Task prompt >> Return the data exactly, without pictures.

(Collected data entries)
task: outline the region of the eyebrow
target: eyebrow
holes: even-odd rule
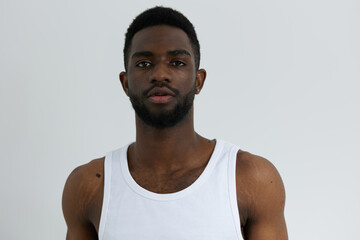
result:
[[[167,51],[168,55],[172,55],[172,56],[177,56],[177,55],[188,55],[191,56],[191,54],[186,51],[186,50],[172,50],[172,51]]]
[[[150,51],[142,51],[142,52],[135,52],[131,58],[138,58],[138,57],[152,57],[154,54]]]
[[[171,55],[171,56],[178,56],[178,55],[187,55],[187,56],[191,56],[191,54],[183,49],[178,49],[178,50],[171,50],[171,51],[167,51],[166,52],[167,55]],[[150,51],[140,51],[140,52],[135,52],[131,58],[139,58],[139,57],[152,57],[154,56],[153,52]]]

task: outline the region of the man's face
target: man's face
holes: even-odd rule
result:
[[[189,113],[203,83],[194,57],[188,36],[179,28],[153,26],[134,35],[128,71],[120,79],[137,116],[147,125],[172,127]]]

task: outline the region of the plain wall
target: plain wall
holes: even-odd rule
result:
[[[124,33],[163,4],[195,25],[195,126],[268,158],[290,239],[359,239],[357,0],[0,0],[0,239],[65,239],[69,173],[135,138]]]

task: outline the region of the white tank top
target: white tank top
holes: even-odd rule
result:
[[[138,185],[127,161],[128,146],[104,163],[100,240],[240,240],[235,166],[238,147],[217,140],[199,178],[175,193]]]

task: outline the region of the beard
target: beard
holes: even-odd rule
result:
[[[134,108],[136,115],[146,125],[157,129],[174,127],[180,123],[185,118],[185,116],[188,115],[190,109],[192,108],[196,91],[194,84],[193,88],[188,93],[185,95],[180,95],[178,90],[173,89],[166,84],[163,85],[175,93],[175,97],[178,99],[178,103],[173,109],[163,111],[161,113],[151,112],[144,104],[144,99],[146,98],[147,93],[152,88],[157,87],[157,85],[154,85],[150,89],[144,91],[142,97],[135,95],[130,88],[128,92],[132,107]]]

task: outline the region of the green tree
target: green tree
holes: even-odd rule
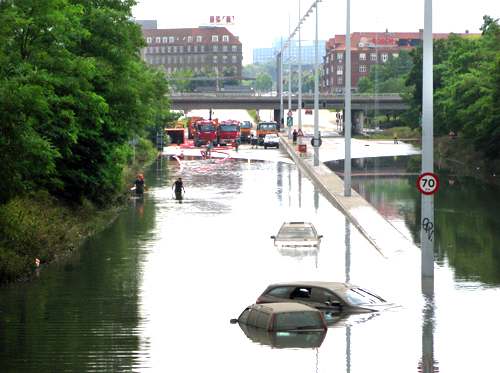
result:
[[[273,87],[273,78],[268,73],[262,73],[255,78],[255,89],[262,92],[270,92]]]

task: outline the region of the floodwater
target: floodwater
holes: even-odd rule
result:
[[[461,246],[471,276],[442,256],[422,286],[418,249],[383,258],[291,162],[165,158],[145,179],[105,232],[0,290],[0,372],[498,370],[500,286],[472,268],[498,254]],[[284,221],[313,222],[321,248],[277,250]],[[348,281],[400,307],[339,320],[320,347],[273,348],[230,324],[291,280]]]

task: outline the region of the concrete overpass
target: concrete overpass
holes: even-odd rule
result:
[[[170,93],[172,110],[198,109],[243,109],[243,110],[279,110],[279,96],[255,96],[248,93]],[[408,107],[397,93],[383,93],[375,97],[374,94],[352,94],[352,109],[366,112],[375,109],[378,99],[380,111],[406,110]],[[314,94],[302,94],[304,109],[314,109]],[[298,97],[292,96],[292,109],[297,109]],[[288,96],[283,96],[284,110],[288,110]],[[344,108],[343,94],[321,94],[319,97],[320,109],[342,111]]]

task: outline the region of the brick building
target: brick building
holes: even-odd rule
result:
[[[397,57],[400,50],[409,51],[420,45],[423,30],[419,32],[354,32],[351,34],[351,88],[367,77],[375,64],[384,64],[390,56]],[[435,39],[449,34],[434,34]],[[462,36],[469,35],[468,32]],[[321,92],[344,92],[346,37],[335,35],[325,45]]]
[[[208,67],[222,72],[235,67],[237,76],[242,77],[242,44],[225,27],[146,29],[143,25],[142,34],[148,44],[142,58],[154,67],[163,66],[168,74],[186,68],[196,72]]]

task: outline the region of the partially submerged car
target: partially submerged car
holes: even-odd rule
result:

Result of the task >>
task: outline the region of the eyebrow
target: eyebrow
holes: even-odd rule
result:
[[[167,51],[168,55],[172,55],[172,56],[177,56],[177,55],[188,55],[191,56],[191,54],[186,51],[186,50],[172,50],[172,51]]]
[[[150,51],[142,51],[142,52],[135,52],[131,58],[138,58],[138,57],[152,57],[154,54]]]
[[[171,55],[171,56],[178,56],[178,55],[187,55],[187,56],[191,56],[191,54],[183,49],[178,49],[178,50],[171,50],[171,51],[167,51],[166,52],[167,55]],[[150,51],[140,51],[140,52],[135,52],[131,58],[139,58],[139,57],[152,57],[154,56],[153,52]]]

task: outline the region of the man's face
target: man's face
holes: even-odd rule
result:
[[[189,113],[203,83],[194,57],[188,36],[179,28],[153,26],[134,35],[128,71],[120,79],[137,116],[147,125],[172,127]]]

task: outline the region of the plain wall
target: plain wall
holes: even-odd rule
result:
[[[124,33],[163,4],[195,25],[195,126],[268,158],[290,239],[359,239],[357,0],[0,0],[0,239],[65,239],[69,173],[135,138]]]

task: outline the region of the white tank top
target: white tank top
holes: even-odd rule
result:
[[[138,185],[127,161],[128,146],[104,163],[100,240],[240,240],[235,166],[238,147],[217,140],[199,178],[175,193]]]

task: outline the region of the beard
target: beard
holes: even-odd rule
result:
[[[134,108],[136,115],[146,125],[157,129],[174,127],[180,123],[185,118],[185,116],[188,115],[190,109],[192,108],[196,91],[194,84],[193,88],[188,93],[185,95],[180,95],[178,90],[173,89],[166,84],[163,85],[175,93],[175,97],[178,99],[178,103],[173,109],[163,111],[161,113],[151,112],[144,104],[144,99],[146,98],[147,93],[152,88],[157,87],[157,85],[154,85],[150,89],[144,91],[142,97],[135,95],[130,88],[128,92],[132,107]]]

task: outline the region of the green tree
target: green tree
holes: even-odd rule
result:
[[[273,87],[273,78],[268,73],[262,73],[255,78],[255,89],[262,92],[270,92]]]

task: outline the region of the floodwater
target: floodwater
holes: even-odd rule
result:
[[[461,246],[471,276],[442,256],[422,286],[418,249],[383,258],[291,162],[165,158],[145,179],[105,232],[0,290],[0,372],[498,370],[500,286],[472,268],[498,254]],[[284,221],[313,222],[321,248],[277,250]],[[348,281],[400,307],[339,320],[320,347],[273,348],[230,324],[291,280]]]

task: outline the region of the concrete overpass
target: concrete overpass
holes: even-odd rule
result:
[[[170,93],[172,110],[198,109],[243,109],[243,110],[279,110],[279,96],[255,96],[248,93]],[[408,107],[397,93],[383,93],[375,97],[374,94],[352,94],[352,109],[366,112],[375,109],[378,99],[380,111],[406,110]],[[314,94],[302,94],[304,109],[314,109]],[[298,97],[292,96],[292,109],[297,109]],[[288,96],[283,96],[284,110],[288,110]],[[344,108],[343,94],[321,94],[319,97],[320,109],[342,111]]]

task: outline the region of the brick building
target: brick building
holes: even-odd rule
result:
[[[397,57],[400,50],[409,51],[420,45],[423,30],[419,32],[354,32],[351,34],[351,88],[367,77],[375,64],[384,64],[390,56]],[[435,39],[449,34],[434,34]],[[462,36],[469,35],[468,32]],[[321,92],[344,92],[346,37],[335,35],[325,45]]]
[[[208,67],[222,72],[235,67],[237,76],[242,77],[242,44],[225,27],[146,29],[143,25],[142,34],[148,44],[142,58],[154,67],[163,66],[168,74],[186,68],[196,72]]]

task: outline the region of the partially submerged car
target: partially submerged car
holes: even-odd rule
result:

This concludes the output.